Rows from a pointing dataset
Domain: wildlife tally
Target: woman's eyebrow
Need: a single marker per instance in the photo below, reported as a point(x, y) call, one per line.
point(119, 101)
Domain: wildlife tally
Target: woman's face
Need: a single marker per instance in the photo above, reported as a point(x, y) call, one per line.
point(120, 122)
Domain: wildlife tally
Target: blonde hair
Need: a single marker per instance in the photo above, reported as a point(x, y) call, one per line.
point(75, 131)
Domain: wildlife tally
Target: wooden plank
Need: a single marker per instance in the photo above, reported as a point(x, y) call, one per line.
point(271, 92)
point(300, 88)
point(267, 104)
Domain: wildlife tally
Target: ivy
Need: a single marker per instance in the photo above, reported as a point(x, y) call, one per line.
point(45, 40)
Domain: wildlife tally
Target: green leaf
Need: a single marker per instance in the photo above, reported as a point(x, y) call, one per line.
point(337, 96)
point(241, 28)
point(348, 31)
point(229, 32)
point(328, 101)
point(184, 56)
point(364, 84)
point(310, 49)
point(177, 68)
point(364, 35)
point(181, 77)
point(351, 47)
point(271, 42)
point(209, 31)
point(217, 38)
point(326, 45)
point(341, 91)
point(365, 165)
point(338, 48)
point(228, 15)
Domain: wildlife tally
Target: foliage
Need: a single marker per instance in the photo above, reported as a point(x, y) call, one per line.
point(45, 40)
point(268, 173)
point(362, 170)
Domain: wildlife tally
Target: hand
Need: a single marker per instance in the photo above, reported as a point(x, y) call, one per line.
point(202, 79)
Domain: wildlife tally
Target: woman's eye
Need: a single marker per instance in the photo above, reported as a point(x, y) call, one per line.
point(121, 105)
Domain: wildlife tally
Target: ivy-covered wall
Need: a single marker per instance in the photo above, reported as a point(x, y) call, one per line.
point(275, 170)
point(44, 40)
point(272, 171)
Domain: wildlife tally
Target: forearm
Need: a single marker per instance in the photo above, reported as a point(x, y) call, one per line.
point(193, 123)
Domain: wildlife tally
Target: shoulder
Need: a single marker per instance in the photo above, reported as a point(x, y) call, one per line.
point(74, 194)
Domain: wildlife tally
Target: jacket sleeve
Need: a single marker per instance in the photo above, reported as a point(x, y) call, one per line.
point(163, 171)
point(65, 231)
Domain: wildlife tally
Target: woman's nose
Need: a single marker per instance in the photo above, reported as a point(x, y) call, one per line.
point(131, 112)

# GOAL
Please copy out every line of the material from its first line through the line that contains "point(202, 79)", both ends included, and add 128 to each x and y coordinate in the answers.

# REPLY TO THE EXERCISE
Domain: wildlife tally
Target: woman's eyebrow
Need: a single marker per instance in the photo below, reported as a point(x, y) call, one per line.
point(247, 229)
Domain: wildlife tally
Target: woman's face
Need: a single marker per instance in the photo above, reported as a point(x, y) call, one per line.
point(248, 250)
Domain: wildlife tally
Target: blonde hair
Need: a single marker per instance in the photo above, reported as a point(x, y) call, one per line.
point(203, 259)
Domain: wildlife tally
Target: wooden plank
Need: a single marker per instance in the photo above, reported as a point(x, y) call, one per line.
point(399, 220)
point(428, 216)
point(395, 232)
Domain: wildlife tally
Target: ivy
Need: a single marker per instance in the photo above, reported as a point(x, y) call, one per line.
point(173, 168)
Domain: wildlife tally
Target: green leaf
Need: a single marker per instance in the photo above, reported as a point(x, y) call, one per line.
point(465, 224)
point(369, 156)
point(476, 159)
point(357, 160)
point(456, 229)
point(312, 184)
point(492, 212)
point(438, 177)
point(305, 196)
point(492, 163)
point(309, 205)
point(479, 175)
point(399, 170)
point(337, 159)
point(345, 166)
point(454, 173)
point(469, 219)
point(493, 293)
point(466, 176)
point(356, 143)
Domain: wildlife tally
Target: foliage
Need: a single marker per instance in the photo above, reported as a point(x, y) call, one per line.
point(173, 168)
point(396, 301)
point(490, 298)
Domain: wildlife tally
Target: hand
Need: a single marker per instance in the photo above, reported as a point(x, y) call, one per line.
point(330, 207)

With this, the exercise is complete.